Published in final edited form as: Ann N Y Acad Sci. 2009 Jul;1170:604–609. doi: 10.1111/j.1749-6632.2009.04481.x

Neuroregulation of Human Nasal Mucosa

James N Baraniuk 1, Samantha J Merck 1
PMCID: PMC4209299  NIHMSID: NIHMS166499  PMID: 19686200

Abstract

Multiple subsets of nociceptive, parasympathetic, and sympathetic nerves innervate human nasal mucosa. These play carefully coordinated roles in regulating glandular, vascular, and other processes. These functions are vital for cleaning and humidifying ambient air before it is inhaled into the lungs. The recent identification of distinct classes of nociceptive nerves with unique patterns of transient receptor potential sensory receptor ion channel proteins may account for the polymodal, chemo- and mechanicosensitivity of many trigeminal neurons. Modulation of these families of proteins, excitatory and inhibitory autoreceptors, and combinations of neurotransmitters introduces a new level of complexity and subtlety to nasal innervation. These findings may provide a rational basis for responses to air-temperature changes, culinary and botanical odorants (“aromatherapy”), and inhaled irritants in conditions as diverse as allergic and nonallergic rhinitis, occupational rhinitis, hyposmia, and multiple chemical sensitivity.

Keywords: transient receptor potential, TRPV1, nociceptive axon response, nociception

Introduction

The nose is the contact zone that scrubs particulate and water-soluble volatile compounds from inhaled air so that only clean, humidified air reaches the lungs.1 The processes that carry out these functions are under strict physiological control that depends on local mucosal feedback systems and sensory and autonomic reflexes. The histological distributions of sensory and autonomic nerves and their neurotransmitters define the potential functions of each of these sets of nerves.2 Sensory neurons contain calcitonin gene related peptide (CGRP), gastrin releasing peptide (GRP), the tachykinins (neurokinins) substance P and neurokinin A (NKA), and possibly other peptides. CGRP receptors are most dense on arterial and arteriovenous vessels. This is consistent with the potent vasodilator action of this neuropeptide. Neurokinin receptors are widely expressed on many cell types, while GRP receptors are most dense on glands. Glutaminergic afferent neurons may also be present. Parasympathetic neurons may have two populations: larger diameter acetylcholine containing neurons and smaller diameter neurons that release vasoactive intestinal peptide (VIP) and nitric oxide. Sympathetic neurons also have at least two subpopulations that contain norepinephrine with or without neuropeptide Y (NPY). These are short- and long-acting vasoconstrictors, respectively. Adenosine triphosphate may also be a transmitter in nasal sympathetic neurons. The sensory neurons convey information about the conditions of inhaled air from the epithelium to the brain stem, and release neurotransmitters locally within the mucosa by the efferent axon response mechanism. This response is a rapidly induced defense mechanism for hypersecretion of mucus and protection of the nasal mucosa. Acetylcholine stimulates muscarinic M3 and possibly M1 receptors on glands to cause exocytosis. Sympathetic discharge constricts the vessels of the mucosa, squeezes the blood out of the erectile venous sinusoids, and so thins the mucosal lining. This process regulates the cross-section area for airflow, and so nasal patency.

**Provided information:**
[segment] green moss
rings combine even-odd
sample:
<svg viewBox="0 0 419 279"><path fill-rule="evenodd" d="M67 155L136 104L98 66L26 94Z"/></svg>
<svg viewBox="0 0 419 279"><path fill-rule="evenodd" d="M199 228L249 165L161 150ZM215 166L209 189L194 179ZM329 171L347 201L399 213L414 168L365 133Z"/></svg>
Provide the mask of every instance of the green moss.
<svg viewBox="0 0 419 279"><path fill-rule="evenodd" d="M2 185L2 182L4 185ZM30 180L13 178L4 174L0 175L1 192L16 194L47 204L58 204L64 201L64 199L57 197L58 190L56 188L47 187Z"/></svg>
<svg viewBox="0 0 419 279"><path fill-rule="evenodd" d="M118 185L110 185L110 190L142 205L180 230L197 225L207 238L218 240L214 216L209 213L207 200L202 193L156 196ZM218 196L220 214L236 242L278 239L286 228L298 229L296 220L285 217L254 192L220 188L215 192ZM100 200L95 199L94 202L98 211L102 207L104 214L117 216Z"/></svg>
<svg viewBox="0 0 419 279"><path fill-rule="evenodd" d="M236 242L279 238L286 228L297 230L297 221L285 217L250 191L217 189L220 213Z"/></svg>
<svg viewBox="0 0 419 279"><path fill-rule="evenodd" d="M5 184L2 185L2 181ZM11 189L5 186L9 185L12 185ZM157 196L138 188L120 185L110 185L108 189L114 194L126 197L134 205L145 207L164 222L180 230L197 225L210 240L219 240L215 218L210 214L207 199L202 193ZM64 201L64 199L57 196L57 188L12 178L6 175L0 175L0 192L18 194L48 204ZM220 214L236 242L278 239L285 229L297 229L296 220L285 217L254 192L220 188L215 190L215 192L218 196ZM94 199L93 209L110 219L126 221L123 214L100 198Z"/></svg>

**Task to carry out:**
Answer these from the article on nasal mucosa, numbering your answers to match.
1. What does the abstract say is the vital purpose of the nerve-regulated functions in the nose?
2. On which vessels are CGRP receptors most dense?
3. Which receptors on glands does acetylcholine stimulate to cause exocytosis?

**Output for this task:**
1. Cleaning and humidifying ambient air before it is inhaled into the lungs.
2. Arterial and arteriovenous vessels.
3. Muscarinic M3 and possibly M1 receptors.